Begin at the line that contains "Reviewer note: confirm that every instance of the rough" and repeat every line from there to the end of the records below, inclusive, without adding any other line.
--- Material for the task ---
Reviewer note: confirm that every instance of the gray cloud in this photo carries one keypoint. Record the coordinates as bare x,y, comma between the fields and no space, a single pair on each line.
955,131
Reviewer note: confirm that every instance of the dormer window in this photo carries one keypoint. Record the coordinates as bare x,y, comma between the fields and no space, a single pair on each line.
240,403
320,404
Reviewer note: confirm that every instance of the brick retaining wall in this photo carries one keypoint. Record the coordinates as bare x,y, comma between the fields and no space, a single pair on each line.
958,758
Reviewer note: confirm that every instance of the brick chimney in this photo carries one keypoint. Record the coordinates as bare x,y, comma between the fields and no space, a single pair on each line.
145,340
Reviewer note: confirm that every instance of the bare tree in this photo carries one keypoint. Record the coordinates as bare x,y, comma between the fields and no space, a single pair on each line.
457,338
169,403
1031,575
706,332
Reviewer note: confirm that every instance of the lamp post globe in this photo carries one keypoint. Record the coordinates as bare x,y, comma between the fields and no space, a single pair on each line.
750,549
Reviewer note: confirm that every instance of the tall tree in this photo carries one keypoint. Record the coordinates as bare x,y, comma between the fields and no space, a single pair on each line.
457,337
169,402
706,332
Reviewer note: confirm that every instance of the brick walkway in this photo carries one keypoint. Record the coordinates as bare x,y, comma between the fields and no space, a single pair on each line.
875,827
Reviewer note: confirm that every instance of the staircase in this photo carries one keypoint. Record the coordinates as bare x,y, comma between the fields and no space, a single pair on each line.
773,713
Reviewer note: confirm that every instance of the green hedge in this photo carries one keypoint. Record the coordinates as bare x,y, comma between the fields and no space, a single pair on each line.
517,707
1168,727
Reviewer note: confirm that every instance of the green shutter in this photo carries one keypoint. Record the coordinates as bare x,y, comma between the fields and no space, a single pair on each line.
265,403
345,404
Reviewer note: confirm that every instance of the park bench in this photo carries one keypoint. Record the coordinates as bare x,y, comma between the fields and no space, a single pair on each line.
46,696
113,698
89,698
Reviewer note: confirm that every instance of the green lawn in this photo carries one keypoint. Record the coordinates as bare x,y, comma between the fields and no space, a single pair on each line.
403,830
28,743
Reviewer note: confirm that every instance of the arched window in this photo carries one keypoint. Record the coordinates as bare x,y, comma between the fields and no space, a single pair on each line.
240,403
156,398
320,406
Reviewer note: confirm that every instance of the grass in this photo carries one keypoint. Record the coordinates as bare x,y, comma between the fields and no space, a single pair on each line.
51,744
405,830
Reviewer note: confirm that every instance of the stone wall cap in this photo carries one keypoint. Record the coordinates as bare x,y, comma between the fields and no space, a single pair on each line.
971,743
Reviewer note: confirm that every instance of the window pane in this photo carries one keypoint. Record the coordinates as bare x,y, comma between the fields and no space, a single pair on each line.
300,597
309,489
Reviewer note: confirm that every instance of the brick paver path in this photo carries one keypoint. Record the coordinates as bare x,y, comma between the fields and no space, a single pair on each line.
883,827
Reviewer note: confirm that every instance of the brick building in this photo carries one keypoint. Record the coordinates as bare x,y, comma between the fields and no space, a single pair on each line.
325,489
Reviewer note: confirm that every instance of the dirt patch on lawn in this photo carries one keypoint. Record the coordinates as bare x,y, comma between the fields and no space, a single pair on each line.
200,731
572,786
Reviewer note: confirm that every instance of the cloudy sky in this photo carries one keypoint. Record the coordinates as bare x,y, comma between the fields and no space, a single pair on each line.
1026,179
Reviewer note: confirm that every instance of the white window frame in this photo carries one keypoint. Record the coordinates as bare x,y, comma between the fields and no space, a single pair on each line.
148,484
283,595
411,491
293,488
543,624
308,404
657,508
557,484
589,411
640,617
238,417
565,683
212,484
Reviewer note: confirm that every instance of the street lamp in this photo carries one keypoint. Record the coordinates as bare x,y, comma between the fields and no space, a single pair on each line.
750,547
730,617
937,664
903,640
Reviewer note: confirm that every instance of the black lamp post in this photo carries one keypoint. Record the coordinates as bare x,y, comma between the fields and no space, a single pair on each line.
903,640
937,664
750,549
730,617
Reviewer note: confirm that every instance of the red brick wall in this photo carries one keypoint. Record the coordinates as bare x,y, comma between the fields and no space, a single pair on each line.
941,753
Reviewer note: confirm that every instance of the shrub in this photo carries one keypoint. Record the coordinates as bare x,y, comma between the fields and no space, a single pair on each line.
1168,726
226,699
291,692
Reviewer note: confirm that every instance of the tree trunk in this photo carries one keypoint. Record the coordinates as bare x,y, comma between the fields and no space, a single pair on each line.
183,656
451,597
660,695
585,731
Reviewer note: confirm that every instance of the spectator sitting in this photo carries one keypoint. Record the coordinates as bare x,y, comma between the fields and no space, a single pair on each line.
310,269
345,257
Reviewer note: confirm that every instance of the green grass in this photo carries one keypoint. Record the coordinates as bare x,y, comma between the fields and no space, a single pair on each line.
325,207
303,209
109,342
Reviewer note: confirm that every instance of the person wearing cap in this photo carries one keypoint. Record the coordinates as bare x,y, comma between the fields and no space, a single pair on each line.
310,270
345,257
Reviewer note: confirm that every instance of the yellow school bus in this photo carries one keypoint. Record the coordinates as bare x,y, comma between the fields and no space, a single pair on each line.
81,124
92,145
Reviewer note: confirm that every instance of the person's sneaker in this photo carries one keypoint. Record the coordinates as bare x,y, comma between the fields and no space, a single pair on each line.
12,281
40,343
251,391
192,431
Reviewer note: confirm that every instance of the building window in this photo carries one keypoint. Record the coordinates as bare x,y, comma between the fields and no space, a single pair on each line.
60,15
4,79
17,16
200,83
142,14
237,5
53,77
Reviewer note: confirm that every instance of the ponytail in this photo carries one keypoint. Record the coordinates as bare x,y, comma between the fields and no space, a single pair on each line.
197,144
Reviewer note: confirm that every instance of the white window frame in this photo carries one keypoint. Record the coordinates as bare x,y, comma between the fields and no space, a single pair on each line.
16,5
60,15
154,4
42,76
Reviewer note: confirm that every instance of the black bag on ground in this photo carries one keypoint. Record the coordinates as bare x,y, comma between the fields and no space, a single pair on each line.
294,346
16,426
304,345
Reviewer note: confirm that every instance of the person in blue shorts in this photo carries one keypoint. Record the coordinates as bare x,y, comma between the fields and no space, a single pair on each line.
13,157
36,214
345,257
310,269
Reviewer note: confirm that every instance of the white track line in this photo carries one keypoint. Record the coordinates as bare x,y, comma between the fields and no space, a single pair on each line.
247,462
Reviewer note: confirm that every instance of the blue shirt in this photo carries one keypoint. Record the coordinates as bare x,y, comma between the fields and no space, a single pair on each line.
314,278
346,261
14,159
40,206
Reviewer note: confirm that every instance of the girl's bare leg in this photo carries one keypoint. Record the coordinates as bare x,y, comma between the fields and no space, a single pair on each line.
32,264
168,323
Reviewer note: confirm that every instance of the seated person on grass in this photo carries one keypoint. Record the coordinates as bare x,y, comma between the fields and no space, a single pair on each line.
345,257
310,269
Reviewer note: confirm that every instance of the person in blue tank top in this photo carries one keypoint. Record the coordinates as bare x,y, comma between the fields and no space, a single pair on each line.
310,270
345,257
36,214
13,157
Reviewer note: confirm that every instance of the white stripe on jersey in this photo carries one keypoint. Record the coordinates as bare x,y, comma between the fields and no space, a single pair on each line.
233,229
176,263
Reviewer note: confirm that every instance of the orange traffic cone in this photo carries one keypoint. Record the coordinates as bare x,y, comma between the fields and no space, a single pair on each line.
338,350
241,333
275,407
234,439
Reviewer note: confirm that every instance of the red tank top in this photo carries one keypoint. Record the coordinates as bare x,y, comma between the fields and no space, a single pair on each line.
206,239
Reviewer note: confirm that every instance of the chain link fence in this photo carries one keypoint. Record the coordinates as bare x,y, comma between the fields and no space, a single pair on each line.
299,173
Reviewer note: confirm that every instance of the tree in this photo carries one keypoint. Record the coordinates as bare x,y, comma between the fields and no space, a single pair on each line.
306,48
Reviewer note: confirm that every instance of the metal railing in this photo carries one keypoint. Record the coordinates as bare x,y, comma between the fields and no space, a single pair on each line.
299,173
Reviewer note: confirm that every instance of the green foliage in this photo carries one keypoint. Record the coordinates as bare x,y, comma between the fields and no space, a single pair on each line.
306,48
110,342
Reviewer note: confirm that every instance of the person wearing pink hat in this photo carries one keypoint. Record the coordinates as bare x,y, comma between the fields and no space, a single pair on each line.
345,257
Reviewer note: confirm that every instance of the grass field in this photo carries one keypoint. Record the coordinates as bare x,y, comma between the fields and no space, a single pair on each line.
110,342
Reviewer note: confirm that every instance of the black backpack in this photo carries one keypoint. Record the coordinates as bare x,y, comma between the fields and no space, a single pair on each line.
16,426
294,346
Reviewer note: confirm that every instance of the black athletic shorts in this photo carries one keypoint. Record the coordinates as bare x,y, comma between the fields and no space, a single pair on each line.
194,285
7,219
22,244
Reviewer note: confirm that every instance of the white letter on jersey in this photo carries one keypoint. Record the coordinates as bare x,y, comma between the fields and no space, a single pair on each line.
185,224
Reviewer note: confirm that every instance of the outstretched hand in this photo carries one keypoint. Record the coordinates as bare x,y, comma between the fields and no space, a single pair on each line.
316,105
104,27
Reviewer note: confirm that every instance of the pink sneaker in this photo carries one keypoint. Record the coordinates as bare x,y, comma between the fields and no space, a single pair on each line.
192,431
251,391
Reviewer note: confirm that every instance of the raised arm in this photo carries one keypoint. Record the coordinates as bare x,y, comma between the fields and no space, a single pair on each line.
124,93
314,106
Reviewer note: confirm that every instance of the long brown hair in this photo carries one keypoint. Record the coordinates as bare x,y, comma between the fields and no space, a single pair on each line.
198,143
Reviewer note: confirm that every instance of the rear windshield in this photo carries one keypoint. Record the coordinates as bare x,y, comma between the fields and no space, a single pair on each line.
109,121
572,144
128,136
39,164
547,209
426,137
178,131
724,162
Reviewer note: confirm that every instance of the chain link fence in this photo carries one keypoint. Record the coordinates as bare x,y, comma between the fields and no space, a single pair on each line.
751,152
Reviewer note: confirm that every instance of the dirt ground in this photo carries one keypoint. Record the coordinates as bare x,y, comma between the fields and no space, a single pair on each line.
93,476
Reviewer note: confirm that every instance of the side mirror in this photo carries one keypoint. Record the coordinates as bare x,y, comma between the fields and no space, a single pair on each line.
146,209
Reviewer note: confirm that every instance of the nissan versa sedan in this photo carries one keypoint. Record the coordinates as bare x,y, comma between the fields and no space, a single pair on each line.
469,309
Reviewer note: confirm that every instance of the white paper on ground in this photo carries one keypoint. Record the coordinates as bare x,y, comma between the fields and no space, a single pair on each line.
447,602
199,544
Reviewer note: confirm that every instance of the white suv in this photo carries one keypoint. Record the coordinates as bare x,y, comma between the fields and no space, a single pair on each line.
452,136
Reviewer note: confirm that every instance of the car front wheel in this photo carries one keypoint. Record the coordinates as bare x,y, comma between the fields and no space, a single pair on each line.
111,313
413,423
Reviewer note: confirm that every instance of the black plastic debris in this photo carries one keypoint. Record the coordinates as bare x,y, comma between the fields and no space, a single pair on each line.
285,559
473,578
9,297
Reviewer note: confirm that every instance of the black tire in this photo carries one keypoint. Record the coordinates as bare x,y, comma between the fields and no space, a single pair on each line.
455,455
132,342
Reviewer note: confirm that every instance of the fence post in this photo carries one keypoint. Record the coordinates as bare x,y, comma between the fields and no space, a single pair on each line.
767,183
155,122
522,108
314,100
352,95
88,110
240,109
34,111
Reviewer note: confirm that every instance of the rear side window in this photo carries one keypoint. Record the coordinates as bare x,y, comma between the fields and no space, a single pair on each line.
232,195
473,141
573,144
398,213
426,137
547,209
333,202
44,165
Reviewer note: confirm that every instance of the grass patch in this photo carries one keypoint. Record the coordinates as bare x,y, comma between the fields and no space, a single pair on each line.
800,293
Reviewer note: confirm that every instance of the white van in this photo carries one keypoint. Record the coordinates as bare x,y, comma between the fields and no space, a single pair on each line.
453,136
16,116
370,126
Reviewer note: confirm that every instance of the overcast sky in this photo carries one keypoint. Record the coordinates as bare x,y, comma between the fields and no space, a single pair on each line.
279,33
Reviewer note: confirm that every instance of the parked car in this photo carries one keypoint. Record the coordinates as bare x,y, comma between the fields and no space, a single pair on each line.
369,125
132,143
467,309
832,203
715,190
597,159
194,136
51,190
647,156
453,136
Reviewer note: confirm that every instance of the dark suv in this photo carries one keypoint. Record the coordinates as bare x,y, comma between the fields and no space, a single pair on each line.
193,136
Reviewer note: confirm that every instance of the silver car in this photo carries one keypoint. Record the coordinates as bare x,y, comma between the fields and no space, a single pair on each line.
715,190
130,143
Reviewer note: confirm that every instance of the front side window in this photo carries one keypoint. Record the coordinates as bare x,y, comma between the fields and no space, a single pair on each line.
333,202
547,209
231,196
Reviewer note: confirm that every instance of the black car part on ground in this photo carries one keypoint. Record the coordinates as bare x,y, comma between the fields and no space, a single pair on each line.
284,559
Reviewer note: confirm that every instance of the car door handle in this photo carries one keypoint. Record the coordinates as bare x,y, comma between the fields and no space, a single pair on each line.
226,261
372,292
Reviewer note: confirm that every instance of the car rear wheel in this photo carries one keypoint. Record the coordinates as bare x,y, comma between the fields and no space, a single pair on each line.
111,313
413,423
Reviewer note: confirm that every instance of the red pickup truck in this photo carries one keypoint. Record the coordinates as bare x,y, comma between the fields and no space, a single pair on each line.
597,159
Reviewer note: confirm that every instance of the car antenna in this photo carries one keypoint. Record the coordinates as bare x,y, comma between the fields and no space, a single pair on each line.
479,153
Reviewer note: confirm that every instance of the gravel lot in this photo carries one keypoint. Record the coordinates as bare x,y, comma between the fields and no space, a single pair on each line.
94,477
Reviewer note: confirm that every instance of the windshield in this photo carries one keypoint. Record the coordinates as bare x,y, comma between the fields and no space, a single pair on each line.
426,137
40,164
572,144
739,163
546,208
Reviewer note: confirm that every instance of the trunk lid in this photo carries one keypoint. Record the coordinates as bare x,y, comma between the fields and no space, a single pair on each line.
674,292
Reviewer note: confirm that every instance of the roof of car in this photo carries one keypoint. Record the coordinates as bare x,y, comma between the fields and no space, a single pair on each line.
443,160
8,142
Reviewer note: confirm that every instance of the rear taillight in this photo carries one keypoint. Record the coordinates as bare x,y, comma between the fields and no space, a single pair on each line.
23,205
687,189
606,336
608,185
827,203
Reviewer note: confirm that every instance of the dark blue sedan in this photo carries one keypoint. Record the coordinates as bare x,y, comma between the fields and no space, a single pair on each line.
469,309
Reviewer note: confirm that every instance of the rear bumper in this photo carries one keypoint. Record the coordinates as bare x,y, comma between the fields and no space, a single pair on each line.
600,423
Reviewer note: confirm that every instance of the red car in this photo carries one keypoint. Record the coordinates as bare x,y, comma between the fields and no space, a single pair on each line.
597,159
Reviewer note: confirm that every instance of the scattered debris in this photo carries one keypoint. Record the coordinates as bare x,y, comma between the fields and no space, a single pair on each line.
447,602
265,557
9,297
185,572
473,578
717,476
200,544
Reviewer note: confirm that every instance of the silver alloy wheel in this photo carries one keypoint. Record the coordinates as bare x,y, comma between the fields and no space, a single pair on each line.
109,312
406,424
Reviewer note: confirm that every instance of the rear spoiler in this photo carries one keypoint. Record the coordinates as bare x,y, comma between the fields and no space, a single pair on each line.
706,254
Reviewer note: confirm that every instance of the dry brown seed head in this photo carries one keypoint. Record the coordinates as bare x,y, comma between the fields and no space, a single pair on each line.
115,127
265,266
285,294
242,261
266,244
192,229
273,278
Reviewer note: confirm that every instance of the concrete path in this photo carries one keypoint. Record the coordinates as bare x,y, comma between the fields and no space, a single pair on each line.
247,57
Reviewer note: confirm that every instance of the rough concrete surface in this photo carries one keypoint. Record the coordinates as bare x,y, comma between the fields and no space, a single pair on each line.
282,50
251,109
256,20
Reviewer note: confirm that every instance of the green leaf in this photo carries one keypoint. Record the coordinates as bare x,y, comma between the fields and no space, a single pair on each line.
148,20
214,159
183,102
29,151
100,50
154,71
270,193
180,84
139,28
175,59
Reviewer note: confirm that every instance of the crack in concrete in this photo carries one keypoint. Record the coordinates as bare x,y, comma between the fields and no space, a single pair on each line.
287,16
---
* _Answer to the problem_:
Reviewer note: confirm that every instance of the rough concrete surface in this photo carries one keypoint. Record the coordinates as bare x,y, comma between the fields and no space, a single pair on each line.
282,50
251,109
256,20
Reviewer note: confirm that every instance of the green leaf in this photo carries one keypoint. Record the coordinates as bare x,y, comma between the fields and no space, a single pair on each line.
148,20
214,159
183,102
29,151
100,50
154,71
270,193
180,84
139,28
175,59
Reviewer note: confirm that every instance of the crack in concrete in this photo carries one keypoint. Record the coordinates as bare x,y, comma between the fields and no space, a single pair on each line.
287,16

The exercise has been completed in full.